(Location annotation dataset excerpts)
* Begin *

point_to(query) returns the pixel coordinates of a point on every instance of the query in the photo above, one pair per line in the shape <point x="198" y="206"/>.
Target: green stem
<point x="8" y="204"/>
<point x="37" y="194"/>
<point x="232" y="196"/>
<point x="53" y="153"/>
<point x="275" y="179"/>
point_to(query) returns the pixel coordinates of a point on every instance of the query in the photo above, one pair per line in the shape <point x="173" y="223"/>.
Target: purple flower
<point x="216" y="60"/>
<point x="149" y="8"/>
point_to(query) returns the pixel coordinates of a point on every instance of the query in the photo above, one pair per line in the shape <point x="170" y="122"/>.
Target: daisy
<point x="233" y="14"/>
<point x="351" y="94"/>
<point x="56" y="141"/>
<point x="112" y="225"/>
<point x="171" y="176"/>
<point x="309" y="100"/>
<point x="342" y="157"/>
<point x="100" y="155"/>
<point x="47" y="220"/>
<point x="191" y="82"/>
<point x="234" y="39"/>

* End *

▸ DESCRIPTION OF THE TASK: Lay out the lines above as a JSON list of strings, one string per line, leaving out any blank lines.

▸ EXERCISE SOLUTION:
[
  "point_to(query) returns the pixel coordinates of a point on every instance of the query in the photo above, one pair per line in the shape <point x=\"198\" y=\"206\"/>.",
  "Target: green stem",
  "<point x=\"8\" y=\"204\"/>",
  "<point x=\"37\" y=\"194\"/>",
  "<point x=\"232\" y=\"196\"/>",
  "<point x=\"53\" y=\"153\"/>",
  "<point x=\"275\" y=\"179\"/>",
  "point_to(query) returns the pixel coordinates of a point on every instance of the query in the photo above, one pair per line in the shape <point x=\"173\" y=\"223\"/>.",
  "Target: purple flower",
  "<point x=\"216\" y=\"60\"/>",
  "<point x=\"149\" y=\"8\"/>",
  "point_to(query) returns the pixel coordinates of a point on every instance of the query in the photo above, one pair per line in the shape <point x=\"170\" y=\"122\"/>.",
  "Target: daisy",
  "<point x=\"233\" y=\"14\"/>",
  "<point x=\"351\" y=\"94\"/>",
  "<point x=\"56\" y=\"141\"/>",
  "<point x=\"112\" y=\"225\"/>",
  "<point x=\"171\" y=\"176\"/>",
  "<point x=\"309\" y=\"100\"/>",
  "<point x=\"342\" y=\"157\"/>",
  "<point x=\"100\" y=\"155\"/>",
  "<point x=\"47\" y=\"220\"/>",
  "<point x=\"191\" y=\"82\"/>",
  "<point x=\"234\" y=\"39\"/>"
]